Excerpts from labeled region data
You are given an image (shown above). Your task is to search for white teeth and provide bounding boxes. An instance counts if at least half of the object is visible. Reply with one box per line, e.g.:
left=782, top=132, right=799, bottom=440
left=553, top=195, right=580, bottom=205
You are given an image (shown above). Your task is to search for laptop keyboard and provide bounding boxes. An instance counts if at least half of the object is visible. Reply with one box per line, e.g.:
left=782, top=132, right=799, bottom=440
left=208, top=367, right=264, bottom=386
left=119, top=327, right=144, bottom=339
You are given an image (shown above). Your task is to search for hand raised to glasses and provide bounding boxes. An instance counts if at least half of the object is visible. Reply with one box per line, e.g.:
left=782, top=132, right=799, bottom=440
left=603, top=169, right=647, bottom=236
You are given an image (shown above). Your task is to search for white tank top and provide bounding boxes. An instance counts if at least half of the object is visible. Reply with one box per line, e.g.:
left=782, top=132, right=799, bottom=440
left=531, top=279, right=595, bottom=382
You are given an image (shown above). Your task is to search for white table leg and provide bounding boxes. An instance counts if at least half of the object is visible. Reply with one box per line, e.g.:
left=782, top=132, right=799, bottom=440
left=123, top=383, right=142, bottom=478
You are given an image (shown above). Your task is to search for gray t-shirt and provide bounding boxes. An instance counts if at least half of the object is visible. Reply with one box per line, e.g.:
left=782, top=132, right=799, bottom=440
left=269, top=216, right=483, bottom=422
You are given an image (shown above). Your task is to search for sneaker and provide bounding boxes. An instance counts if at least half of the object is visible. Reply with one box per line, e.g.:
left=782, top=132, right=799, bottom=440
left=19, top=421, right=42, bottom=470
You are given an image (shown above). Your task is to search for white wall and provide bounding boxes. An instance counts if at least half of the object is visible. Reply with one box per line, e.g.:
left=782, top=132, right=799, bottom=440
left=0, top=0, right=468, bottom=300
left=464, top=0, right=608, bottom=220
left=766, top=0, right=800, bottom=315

INSTRUCTION: Please copy all of the entries above word for word, keeping each line unchanged.

WORKED SOLUTION:
You are given an image (shown above). Your task is to search for white teeth and provide bounding boxes. An instance counts if at least half of the object is visible. Reply with one box per line, e.g.:
left=782, top=132, right=799, bottom=440
left=553, top=195, right=580, bottom=205
You are given an image (shown above). Your task is to search for laptop keyboard and provide bounding boxes. An instance counts if at least half of the object is visible. Reply with one box per line, e.g.:
left=782, top=132, right=799, bottom=440
left=208, top=367, right=264, bottom=386
left=119, top=327, right=144, bottom=339
You are given an image (shown above). Your task is to search for hand raised to glasses and provide bounding boxes. An instance counts if at least half of the object is visible. Reply with one box per line, e.g.:
left=782, top=132, right=799, bottom=440
left=603, top=169, right=647, bottom=236
You are given an image (shown above). Your task is to search for white tank top and provide bounding boxes. An instance counts if at least half of the object is visible. Reply with one box per line, e.g.:
left=782, top=132, right=799, bottom=440
left=531, top=279, right=595, bottom=382
You are given an image (shown above). Your task is to search for white table leg and provide bounding boxes. An instance counts if at least half of the object is visible. Reply with one box per line, e.g.:
left=782, top=132, right=799, bottom=440
left=123, top=383, right=142, bottom=478
You are given an image (shown above). Your task is to search for gray t-shirt and provide bounding boxes. An instance counts if at least half of the object is visible. Reply with one box per line, e.g.:
left=782, top=132, right=799, bottom=440
left=269, top=216, right=483, bottom=422
You are given an image (shown above). Your task is to search for sneaker and provide bounding boxes. An instance counts if at least half of the object is visible. Reply with one box per line, e.g.:
left=782, top=132, right=799, bottom=440
left=19, top=421, right=42, bottom=470
You are given an image (shown above). Your task is to search for white wall and provide bounding boxes. An instance counts if at least half of the object is visible. Reply with one box per line, e.g.:
left=782, top=132, right=799, bottom=440
left=0, top=0, right=468, bottom=300
left=464, top=0, right=608, bottom=220
left=766, top=0, right=800, bottom=315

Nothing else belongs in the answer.